(Data shown Opens)

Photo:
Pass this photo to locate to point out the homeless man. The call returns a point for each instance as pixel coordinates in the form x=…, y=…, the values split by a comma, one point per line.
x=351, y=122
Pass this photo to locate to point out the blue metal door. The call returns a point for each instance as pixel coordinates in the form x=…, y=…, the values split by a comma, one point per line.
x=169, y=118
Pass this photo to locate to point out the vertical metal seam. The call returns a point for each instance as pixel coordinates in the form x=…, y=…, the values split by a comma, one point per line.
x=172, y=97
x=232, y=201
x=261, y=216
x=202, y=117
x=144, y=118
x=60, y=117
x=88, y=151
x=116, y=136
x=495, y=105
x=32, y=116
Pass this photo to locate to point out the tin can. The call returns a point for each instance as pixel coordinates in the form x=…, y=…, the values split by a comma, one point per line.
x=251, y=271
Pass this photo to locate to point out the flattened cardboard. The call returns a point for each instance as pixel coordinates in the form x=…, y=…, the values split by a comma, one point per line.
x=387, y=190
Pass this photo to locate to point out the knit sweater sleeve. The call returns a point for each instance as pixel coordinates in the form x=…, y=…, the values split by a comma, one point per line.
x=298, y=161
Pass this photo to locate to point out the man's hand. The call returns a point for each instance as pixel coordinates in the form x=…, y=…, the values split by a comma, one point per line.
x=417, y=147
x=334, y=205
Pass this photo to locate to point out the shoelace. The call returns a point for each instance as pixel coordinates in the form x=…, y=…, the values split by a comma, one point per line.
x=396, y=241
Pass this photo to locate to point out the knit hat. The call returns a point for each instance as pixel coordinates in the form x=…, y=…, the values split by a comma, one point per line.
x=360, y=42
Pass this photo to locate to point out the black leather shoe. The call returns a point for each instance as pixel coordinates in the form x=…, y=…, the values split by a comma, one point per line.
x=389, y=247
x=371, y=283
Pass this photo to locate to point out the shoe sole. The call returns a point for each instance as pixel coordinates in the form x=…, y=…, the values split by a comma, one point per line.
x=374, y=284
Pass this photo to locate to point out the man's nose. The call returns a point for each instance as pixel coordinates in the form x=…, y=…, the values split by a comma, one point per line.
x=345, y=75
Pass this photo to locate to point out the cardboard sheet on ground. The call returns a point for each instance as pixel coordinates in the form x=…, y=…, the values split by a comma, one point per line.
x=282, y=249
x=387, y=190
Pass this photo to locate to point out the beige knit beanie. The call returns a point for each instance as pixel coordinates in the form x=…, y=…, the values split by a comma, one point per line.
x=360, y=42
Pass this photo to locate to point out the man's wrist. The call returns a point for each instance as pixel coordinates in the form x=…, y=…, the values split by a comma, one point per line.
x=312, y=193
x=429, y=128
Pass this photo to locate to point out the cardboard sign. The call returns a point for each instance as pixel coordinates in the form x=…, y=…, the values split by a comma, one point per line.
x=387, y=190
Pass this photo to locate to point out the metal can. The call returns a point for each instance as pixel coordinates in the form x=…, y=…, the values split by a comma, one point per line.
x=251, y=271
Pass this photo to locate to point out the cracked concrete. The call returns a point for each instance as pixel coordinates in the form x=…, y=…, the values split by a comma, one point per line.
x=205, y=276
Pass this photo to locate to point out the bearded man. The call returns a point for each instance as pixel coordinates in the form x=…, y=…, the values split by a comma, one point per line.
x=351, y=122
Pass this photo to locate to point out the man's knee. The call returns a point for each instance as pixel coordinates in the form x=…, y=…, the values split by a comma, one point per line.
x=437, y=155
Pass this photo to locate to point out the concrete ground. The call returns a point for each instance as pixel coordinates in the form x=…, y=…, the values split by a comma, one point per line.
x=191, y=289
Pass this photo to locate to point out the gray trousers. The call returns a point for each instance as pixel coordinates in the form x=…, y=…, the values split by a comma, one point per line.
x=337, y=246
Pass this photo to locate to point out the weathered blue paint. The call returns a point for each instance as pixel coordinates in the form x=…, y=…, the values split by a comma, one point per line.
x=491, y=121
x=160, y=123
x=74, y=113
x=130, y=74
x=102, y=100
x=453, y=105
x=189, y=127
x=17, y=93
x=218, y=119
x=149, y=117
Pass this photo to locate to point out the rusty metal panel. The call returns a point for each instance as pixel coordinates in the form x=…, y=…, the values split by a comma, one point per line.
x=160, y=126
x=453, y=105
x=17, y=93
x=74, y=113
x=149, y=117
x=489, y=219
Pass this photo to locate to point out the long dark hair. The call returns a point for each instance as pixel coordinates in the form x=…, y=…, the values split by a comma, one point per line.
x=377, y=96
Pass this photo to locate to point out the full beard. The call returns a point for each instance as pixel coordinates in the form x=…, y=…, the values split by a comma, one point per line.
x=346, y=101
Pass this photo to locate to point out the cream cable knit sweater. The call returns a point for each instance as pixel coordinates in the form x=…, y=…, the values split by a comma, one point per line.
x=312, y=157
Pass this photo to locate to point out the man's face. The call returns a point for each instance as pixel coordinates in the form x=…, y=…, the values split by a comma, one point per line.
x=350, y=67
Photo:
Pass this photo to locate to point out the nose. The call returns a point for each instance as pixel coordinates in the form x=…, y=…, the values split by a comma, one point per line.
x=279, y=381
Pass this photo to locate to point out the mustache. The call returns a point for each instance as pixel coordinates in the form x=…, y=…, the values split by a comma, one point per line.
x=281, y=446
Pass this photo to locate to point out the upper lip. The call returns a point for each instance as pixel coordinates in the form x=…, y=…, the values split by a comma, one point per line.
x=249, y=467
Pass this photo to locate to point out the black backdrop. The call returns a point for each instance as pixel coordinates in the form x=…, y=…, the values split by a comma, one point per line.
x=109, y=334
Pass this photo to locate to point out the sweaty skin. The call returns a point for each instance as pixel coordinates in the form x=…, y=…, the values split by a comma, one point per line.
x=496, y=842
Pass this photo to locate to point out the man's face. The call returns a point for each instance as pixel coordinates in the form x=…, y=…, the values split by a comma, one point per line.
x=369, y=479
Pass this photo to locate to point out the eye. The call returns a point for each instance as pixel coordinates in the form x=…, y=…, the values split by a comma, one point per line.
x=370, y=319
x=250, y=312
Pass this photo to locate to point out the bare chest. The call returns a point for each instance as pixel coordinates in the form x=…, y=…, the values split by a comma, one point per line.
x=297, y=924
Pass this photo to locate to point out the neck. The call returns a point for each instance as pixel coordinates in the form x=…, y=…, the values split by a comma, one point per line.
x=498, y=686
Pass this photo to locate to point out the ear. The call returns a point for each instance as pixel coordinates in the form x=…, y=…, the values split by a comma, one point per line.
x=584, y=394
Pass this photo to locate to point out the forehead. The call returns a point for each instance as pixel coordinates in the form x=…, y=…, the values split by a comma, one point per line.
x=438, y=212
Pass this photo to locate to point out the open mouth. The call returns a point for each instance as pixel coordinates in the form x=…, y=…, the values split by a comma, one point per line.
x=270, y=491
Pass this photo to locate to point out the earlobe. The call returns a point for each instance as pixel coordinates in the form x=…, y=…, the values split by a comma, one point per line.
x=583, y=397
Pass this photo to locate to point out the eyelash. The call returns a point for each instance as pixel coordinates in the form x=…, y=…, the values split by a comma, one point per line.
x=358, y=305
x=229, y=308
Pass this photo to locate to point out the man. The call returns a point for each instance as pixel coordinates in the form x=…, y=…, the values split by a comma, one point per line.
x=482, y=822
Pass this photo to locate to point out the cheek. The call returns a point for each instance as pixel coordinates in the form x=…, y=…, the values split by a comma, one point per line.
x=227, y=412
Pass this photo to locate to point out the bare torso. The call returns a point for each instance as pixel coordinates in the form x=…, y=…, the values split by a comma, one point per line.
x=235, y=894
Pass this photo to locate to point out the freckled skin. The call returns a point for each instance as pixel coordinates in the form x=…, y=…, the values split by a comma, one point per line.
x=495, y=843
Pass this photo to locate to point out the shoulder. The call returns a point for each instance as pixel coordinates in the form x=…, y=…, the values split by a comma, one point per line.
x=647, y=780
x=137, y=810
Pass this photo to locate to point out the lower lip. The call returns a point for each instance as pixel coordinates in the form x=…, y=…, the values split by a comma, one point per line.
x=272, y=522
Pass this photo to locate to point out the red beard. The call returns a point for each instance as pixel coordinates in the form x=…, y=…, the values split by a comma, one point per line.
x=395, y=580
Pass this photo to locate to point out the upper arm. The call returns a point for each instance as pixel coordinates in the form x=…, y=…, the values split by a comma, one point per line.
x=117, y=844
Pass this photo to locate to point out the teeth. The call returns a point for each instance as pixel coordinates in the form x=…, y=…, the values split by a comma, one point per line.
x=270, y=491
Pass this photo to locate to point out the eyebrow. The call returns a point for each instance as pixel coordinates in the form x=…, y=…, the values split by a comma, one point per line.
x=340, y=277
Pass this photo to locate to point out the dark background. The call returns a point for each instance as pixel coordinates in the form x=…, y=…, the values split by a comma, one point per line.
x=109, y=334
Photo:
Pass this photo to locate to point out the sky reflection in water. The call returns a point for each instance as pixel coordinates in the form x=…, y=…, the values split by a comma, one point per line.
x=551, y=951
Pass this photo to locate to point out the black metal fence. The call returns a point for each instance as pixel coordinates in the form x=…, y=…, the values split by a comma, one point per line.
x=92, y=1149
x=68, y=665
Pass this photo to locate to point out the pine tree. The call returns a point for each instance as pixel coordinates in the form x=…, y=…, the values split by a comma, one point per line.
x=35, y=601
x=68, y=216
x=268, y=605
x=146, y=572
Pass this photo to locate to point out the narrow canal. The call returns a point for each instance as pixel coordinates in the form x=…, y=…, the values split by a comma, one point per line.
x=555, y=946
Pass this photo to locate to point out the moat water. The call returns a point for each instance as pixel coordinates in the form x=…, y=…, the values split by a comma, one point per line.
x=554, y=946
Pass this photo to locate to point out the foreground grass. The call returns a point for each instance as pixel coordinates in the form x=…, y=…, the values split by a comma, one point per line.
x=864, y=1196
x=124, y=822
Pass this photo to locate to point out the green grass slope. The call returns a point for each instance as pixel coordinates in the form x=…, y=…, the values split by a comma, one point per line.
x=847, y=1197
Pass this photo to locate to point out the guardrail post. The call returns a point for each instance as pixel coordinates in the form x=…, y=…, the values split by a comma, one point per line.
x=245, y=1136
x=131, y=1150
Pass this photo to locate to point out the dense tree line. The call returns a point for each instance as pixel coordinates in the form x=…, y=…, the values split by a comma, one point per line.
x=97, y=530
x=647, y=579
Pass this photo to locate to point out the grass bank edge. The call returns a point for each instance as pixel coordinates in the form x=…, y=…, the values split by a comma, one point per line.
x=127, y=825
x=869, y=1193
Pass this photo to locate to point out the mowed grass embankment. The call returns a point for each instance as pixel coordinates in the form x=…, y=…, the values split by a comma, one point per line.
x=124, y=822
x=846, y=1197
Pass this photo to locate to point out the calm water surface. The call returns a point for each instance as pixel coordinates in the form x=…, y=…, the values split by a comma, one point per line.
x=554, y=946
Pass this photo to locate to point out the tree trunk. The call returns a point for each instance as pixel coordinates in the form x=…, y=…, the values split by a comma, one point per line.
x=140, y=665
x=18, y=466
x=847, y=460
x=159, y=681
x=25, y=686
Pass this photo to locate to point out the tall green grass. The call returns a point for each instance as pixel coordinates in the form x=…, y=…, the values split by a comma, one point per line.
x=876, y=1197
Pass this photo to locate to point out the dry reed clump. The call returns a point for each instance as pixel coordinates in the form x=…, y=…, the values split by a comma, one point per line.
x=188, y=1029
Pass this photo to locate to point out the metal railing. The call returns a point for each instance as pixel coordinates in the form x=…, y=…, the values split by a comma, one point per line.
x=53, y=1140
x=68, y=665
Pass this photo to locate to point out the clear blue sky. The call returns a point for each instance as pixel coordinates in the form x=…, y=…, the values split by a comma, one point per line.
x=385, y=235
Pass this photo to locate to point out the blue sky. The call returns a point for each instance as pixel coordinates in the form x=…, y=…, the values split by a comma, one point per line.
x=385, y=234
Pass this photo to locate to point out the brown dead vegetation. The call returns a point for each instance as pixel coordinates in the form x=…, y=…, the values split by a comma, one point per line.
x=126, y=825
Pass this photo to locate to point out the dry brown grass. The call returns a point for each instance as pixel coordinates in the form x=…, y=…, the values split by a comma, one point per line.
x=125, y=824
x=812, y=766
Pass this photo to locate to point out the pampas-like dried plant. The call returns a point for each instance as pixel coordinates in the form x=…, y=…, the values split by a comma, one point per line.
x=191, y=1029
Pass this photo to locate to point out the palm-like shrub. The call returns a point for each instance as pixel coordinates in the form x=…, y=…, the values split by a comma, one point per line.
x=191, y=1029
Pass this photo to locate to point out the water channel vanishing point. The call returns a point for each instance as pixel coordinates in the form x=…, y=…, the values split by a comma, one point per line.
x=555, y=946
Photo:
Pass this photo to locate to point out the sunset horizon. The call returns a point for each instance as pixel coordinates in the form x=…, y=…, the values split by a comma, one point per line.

(Data shown Closes)

The line with "Pass this photo to locate to point out the water" through the last line of the entries above: output exactly those lines and nothing else.

Solution for this problem =
Pass this photo to locate to point out the water channel vanishing point. The call returns a point for each instance as pixel coordinates in the form x=…, y=…, the values split by a comma, one point per line.
x=555, y=946
Photo:
Pass this photo to locate to point out the sunset horizon. The call returns a point for each instance as pixel coordinates in the form x=…, y=…, the values split by a comma, one point per line.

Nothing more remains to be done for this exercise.